■ Things to do:
1. From the article on dubious prophets, return the passage starting at "While calling for" and ending at "have different perspectives.", word for word.
2. Answer these questions using the article on dubious prophets:
(a) Where is Greater Love Ministries based?
(b) For how long has Goroh been ministering in Namibia?
(c) What two things are named as being promised by the "miracle workers"?

■ Document:
#####

Concern over rise in dubious prophets
By Moses Magadza
WINDHOEK, FEB 20 – Apostle Haruna Goroh, founder and leader of the Katutura-based Greater Love Ministries which is also known as Jesus Centre in Windhoek, is an angry man. Goroh says there has been a mushrooming of fake prophets who are fleecing scores of gullible congregants in the name of God. He wants a spanner to be bunged into the works.
Southern Africa has seen a rise of churches especially those of a Pentecostal nature, and the region is now crawling with people who claim to work miracles and wonders in the name of God. In recent days some of these controversial church leaders have crossed paths with law enforcement agents and nabbed.
Among things promised by these latter-day ‘miracle workers’ are instant weight loss and miracle money. Goroh says some impressionable believers have spent hard-earned money on items that include fetishes, holy water, anointing oil, trinkets and branded merchandise peddled by these “quacks”. In extreme cases, some church leaders have charged a lot of money to sit at the same table with those who seek their anointing.
It is this apparent commercialisation of the Gospel that has frustrated countless churchgoers and drawn the ire of Goroh, a Nigerian who has been ministering in Namibia for more than two decades.
Now, some national governments, under pressure to act and protect their citizens, are tightening screws and making it difficult for foreign-based men and women of the cloth to enter their countries to hold crusades and other related activities.
Goroh concurs that there has been a spike in the number of people claiming to be of God, making it difficult for the average believer to tell the wheat from the tares.
While calling for swift action to “round up all charlatans and throw them in jail,” he warns that a knee-jerk response might result in throwing out of the baby with the bath water, which might disadvantage genuine men and women of God and those they lead.
Goroh argues that not every new church is dubious.
“The main line churches, or old or established churches used to be new. When Martin Luther King rose to take up a stand against what some churches were doing in his day, he was seen as a person protesting against the established church. He felt that the way church was being done was at variance with what Jesus came to establish,” Goroh said in a recent interview.
He said having new things is good, whether in church, business or politics as that enables people to have different perspectives.

#####

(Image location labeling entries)
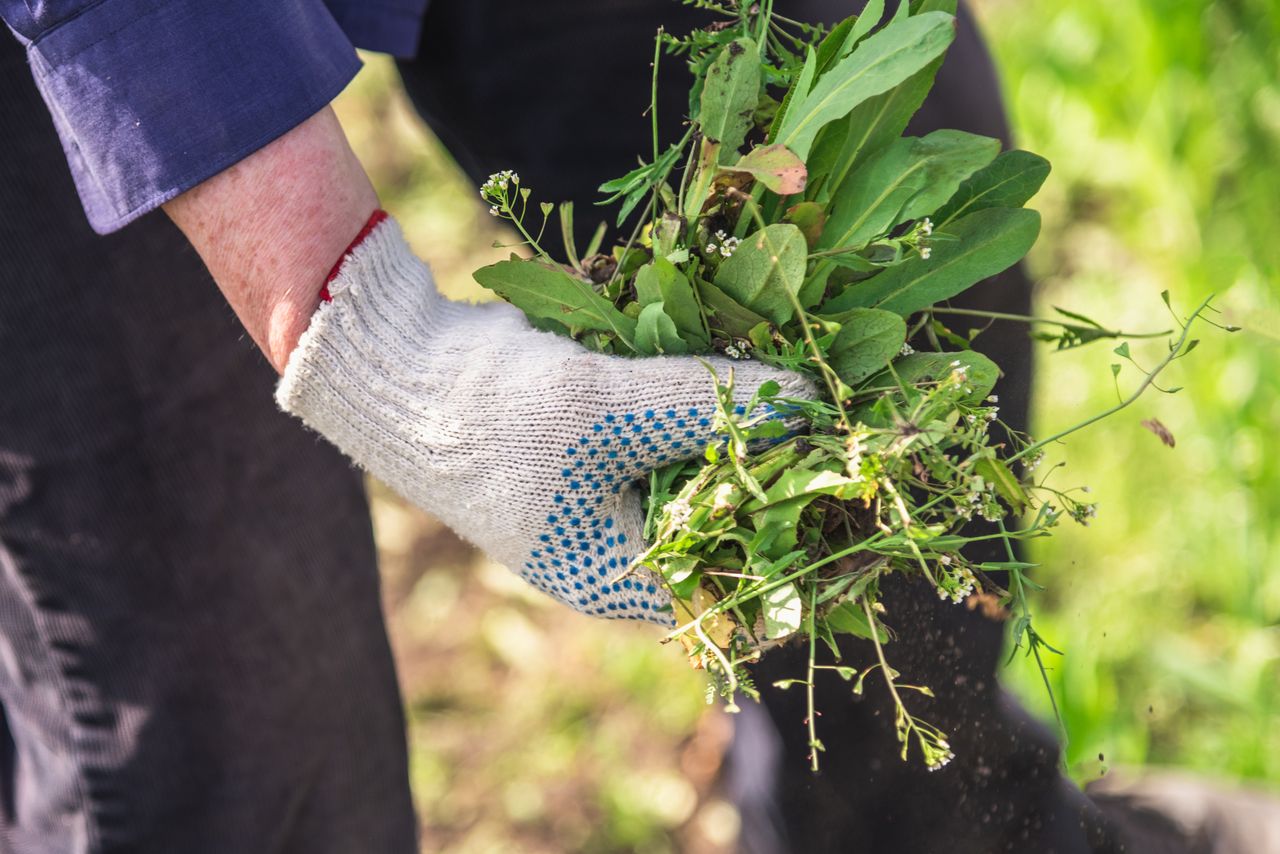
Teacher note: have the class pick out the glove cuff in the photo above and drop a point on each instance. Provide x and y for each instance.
(378, 302)
(374, 219)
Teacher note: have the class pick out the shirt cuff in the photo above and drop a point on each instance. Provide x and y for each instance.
(151, 97)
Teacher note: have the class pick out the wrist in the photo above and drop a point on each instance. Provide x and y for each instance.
(270, 228)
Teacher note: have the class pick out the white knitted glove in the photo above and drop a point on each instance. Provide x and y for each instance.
(521, 441)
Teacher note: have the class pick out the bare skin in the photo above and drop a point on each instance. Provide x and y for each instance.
(272, 227)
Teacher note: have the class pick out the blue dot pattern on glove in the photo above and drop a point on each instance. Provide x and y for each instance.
(583, 548)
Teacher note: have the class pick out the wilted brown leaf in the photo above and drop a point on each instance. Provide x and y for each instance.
(1160, 430)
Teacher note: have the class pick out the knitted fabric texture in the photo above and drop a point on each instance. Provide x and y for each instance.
(521, 441)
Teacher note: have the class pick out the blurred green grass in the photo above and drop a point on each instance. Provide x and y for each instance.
(1162, 122)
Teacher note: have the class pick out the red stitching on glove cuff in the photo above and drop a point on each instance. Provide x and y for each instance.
(374, 219)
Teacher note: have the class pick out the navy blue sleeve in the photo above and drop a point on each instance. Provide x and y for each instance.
(152, 96)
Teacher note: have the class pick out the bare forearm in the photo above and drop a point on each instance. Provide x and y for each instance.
(270, 228)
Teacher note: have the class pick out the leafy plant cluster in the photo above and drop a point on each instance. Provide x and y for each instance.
(794, 223)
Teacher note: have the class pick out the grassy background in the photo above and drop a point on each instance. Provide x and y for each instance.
(538, 730)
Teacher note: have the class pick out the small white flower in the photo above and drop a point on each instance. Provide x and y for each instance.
(680, 511)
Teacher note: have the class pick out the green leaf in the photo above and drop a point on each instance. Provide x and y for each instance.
(977, 246)
(950, 156)
(661, 281)
(657, 333)
(726, 313)
(876, 65)
(775, 167)
(544, 292)
(810, 219)
(1009, 181)
(935, 368)
(845, 145)
(867, 19)
(905, 181)
(764, 269)
(868, 202)
(849, 619)
(634, 186)
(730, 92)
(781, 611)
(833, 45)
(1006, 484)
(799, 87)
(867, 342)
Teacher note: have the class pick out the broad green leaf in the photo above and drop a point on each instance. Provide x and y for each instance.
(933, 368)
(846, 144)
(767, 270)
(867, 342)
(950, 158)
(906, 179)
(730, 94)
(1006, 484)
(661, 281)
(726, 313)
(544, 292)
(781, 611)
(776, 526)
(1009, 181)
(876, 65)
(657, 333)
(849, 619)
(810, 219)
(869, 201)
(973, 249)
(773, 167)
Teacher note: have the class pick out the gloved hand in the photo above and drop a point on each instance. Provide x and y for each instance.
(521, 441)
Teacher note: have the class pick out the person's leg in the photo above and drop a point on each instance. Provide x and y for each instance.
(192, 656)
(557, 91)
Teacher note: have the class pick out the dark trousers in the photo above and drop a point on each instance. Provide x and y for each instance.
(565, 106)
(192, 656)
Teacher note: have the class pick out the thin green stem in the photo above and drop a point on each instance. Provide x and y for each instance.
(1142, 387)
(1052, 322)
(813, 654)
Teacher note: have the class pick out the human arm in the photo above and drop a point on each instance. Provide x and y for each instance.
(272, 227)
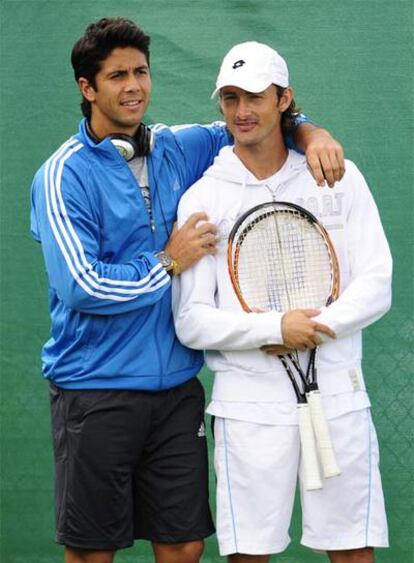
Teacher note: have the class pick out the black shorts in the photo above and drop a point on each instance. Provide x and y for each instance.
(130, 464)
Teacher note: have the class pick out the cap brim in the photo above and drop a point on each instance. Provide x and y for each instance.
(244, 85)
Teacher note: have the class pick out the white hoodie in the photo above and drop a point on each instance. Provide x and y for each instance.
(208, 314)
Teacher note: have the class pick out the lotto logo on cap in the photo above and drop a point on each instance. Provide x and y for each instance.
(253, 67)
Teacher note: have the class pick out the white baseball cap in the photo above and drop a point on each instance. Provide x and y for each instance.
(253, 67)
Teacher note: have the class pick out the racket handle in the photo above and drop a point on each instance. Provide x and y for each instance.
(323, 437)
(312, 479)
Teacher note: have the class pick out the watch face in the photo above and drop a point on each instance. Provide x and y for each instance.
(165, 260)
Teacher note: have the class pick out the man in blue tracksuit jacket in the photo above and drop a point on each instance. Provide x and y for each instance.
(127, 408)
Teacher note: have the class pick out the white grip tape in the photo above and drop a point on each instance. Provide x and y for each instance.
(323, 438)
(312, 478)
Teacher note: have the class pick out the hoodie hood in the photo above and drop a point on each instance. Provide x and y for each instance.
(229, 168)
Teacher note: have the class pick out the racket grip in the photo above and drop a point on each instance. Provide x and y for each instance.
(323, 437)
(311, 475)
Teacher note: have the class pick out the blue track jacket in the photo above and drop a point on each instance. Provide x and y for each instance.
(109, 297)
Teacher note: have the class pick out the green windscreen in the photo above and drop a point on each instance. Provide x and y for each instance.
(351, 66)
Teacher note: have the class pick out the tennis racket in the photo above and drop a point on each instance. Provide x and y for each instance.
(281, 258)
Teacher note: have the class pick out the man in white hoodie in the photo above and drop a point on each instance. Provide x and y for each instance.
(257, 448)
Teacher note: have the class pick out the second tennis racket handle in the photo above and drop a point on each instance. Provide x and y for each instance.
(323, 437)
(311, 475)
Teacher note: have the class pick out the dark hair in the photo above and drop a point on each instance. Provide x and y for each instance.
(97, 43)
(290, 114)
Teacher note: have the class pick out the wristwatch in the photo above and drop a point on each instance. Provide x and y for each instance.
(169, 264)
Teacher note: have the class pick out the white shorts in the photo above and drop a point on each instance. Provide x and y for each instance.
(257, 467)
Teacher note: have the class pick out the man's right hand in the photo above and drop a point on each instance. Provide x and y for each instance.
(300, 331)
(192, 241)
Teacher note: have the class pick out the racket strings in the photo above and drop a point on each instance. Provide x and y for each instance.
(282, 262)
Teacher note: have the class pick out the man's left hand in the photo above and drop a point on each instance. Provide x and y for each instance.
(324, 154)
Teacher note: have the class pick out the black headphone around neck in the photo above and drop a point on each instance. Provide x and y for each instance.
(141, 144)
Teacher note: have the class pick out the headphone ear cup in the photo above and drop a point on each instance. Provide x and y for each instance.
(139, 145)
(144, 138)
(125, 145)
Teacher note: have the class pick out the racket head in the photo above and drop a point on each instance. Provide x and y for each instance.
(281, 258)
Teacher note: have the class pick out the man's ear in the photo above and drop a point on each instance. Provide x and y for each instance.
(86, 88)
(285, 99)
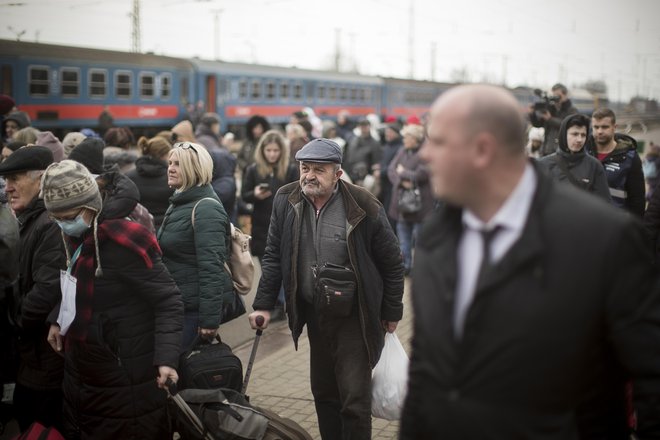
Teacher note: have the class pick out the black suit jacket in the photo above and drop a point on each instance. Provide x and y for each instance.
(572, 291)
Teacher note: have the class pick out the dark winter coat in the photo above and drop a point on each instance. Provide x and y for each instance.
(373, 251)
(263, 208)
(195, 255)
(40, 260)
(625, 177)
(571, 290)
(586, 171)
(136, 320)
(150, 176)
(416, 173)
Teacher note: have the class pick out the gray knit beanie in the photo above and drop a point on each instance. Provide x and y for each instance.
(67, 185)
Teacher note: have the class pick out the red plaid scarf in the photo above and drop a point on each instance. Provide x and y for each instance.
(123, 232)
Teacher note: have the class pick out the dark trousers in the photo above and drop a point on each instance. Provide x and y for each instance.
(43, 406)
(340, 377)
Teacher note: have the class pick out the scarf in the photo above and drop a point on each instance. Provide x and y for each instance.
(128, 234)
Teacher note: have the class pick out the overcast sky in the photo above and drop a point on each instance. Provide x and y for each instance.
(516, 42)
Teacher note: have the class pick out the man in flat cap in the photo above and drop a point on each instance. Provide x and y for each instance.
(37, 396)
(332, 246)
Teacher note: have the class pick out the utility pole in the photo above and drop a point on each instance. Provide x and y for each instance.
(411, 39)
(337, 49)
(216, 32)
(136, 34)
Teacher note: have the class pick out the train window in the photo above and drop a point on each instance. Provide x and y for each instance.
(270, 90)
(70, 83)
(147, 83)
(123, 84)
(284, 90)
(98, 82)
(165, 85)
(39, 81)
(256, 89)
(242, 89)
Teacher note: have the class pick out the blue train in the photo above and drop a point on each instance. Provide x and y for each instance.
(66, 88)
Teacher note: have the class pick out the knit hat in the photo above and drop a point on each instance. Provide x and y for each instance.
(26, 159)
(71, 140)
(67, 185)
(89, 152)
(48, 140)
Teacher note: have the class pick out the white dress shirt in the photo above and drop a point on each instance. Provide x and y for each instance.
(511, 219)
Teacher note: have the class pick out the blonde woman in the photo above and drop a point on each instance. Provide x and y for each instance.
(194, 254)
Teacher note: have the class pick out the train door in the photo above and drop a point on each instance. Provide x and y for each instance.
(6, 83)
(211, 93)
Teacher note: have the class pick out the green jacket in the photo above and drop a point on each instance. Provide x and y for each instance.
(195, 255)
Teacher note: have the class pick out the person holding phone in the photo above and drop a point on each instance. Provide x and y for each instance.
(271, 169)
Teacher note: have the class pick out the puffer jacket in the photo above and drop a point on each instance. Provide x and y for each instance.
(135, 326)
(195, 254)
(373, 251)
(625, 177)
(150, 176)
(40, 260)
(586, 171)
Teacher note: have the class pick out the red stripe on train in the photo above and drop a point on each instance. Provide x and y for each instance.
(76, 111)
(245, 111)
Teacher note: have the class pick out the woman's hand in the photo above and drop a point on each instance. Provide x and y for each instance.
(208, 333)
(165, 373)
(55, 338)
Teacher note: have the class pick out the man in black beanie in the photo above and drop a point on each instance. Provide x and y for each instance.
(38, 395)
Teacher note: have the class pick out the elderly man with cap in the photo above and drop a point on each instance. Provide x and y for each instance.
(329, 235)
(37, 396)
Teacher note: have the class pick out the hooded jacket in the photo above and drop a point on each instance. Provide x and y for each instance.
(134, 325)
(374, 256)
(625, 177)
(577, 168)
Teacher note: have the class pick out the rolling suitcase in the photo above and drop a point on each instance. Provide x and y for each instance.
(210, 366)
(226, 414)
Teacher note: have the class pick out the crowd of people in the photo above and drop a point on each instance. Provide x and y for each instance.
(115, 248)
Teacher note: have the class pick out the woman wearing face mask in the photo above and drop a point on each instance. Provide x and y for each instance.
(195, 254)
(571, 163)
(119, 323)
(272, 168)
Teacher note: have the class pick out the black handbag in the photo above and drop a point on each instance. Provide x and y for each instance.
(410, 200)
(334, 291)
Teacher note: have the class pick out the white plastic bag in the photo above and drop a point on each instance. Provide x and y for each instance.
(389, 381)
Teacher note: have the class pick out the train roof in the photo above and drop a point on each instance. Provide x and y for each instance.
(57, 52)
(284, 72)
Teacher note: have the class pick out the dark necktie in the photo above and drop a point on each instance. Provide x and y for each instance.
(487, 237)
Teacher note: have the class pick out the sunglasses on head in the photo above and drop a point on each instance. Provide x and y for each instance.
(186, 146)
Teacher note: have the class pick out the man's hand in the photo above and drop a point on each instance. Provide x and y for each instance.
(165, 373)
(252, 317)
(55, 339)
(390, 326)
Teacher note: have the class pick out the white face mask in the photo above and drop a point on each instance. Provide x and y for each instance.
(73, 228)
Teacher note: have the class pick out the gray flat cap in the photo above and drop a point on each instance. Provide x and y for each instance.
(320, 150)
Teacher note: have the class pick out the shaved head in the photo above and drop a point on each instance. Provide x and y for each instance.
(484, 108)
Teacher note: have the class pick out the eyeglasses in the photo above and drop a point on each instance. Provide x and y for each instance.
(186, 146)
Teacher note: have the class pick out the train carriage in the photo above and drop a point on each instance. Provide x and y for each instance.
(67, 88)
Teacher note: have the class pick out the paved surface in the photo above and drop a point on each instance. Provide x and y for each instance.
(280, 376)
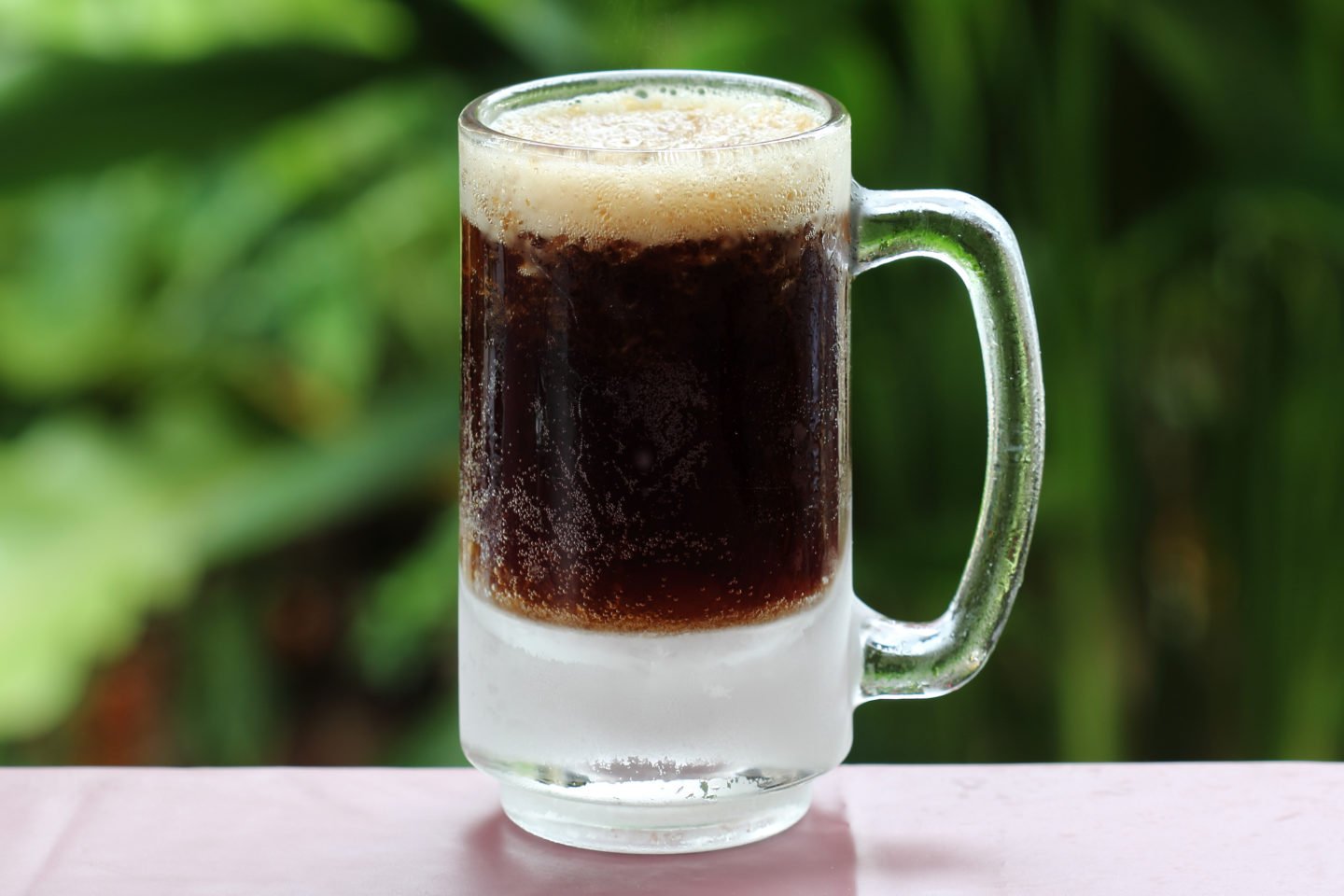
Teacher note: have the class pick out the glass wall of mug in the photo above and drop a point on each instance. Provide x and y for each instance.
(656, 644)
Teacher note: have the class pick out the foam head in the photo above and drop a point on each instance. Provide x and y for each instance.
(655, 165)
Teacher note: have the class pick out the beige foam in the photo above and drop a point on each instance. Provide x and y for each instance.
(705, 165)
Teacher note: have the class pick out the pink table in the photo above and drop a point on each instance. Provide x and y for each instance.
(873, 829)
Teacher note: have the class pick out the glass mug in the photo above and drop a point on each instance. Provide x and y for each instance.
(659, 644)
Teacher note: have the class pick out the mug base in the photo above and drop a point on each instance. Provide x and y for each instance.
(655, 829)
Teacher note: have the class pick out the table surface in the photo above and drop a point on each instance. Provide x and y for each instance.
(1237, 828)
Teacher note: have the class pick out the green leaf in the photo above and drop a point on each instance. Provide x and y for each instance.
(72, 116)
(97, 529)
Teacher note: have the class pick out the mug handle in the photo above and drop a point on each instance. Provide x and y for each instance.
(931, 658)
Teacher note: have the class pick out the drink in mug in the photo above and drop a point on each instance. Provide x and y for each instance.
(659, 644)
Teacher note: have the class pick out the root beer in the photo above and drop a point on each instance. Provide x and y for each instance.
(651, 383)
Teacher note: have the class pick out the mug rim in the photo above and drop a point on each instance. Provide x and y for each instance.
(475, 119)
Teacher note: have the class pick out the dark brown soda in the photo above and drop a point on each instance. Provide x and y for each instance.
(652, 433)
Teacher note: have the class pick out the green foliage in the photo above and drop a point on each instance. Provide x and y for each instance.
(228, 327)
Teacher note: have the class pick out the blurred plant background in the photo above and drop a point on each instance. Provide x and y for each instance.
(229, 361)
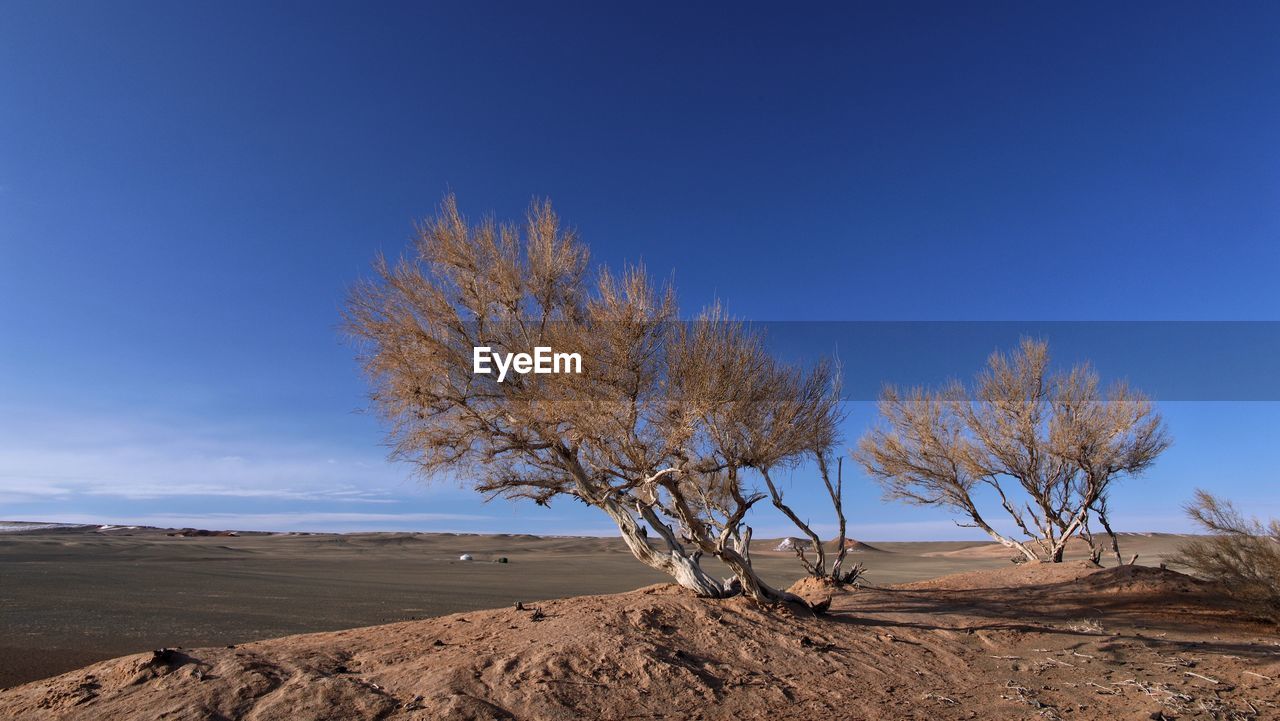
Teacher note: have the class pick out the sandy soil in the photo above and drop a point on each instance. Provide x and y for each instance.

#####

■ Set of answers:
1.
While calling for swift action to “round up all charlatans and throw them in jail,” he warns that a knee-jerk response might result in throwing out of the baby with the bath water, which might disadvantage genuine men and women of God and those they lead.
Goroh argues that not every new church is dubious.
“The main line churches, or old or established churches used to be new. When Martin Luther King rose to take up a stand against what some churches were doing in his day, he was seen as a person protesting against the established church. He felt that the way church was being done was at variance with what Jesus came to establish,” Goroh said in a recent interview.
He said having new things is good, whether in church, business or politics as that enables people to have different perspectives.

2.
(a) It is based in Katutura, in Windhoek.
(b) He has been ministering there for more than two decades.
(c) Instant weight loss and miracle money.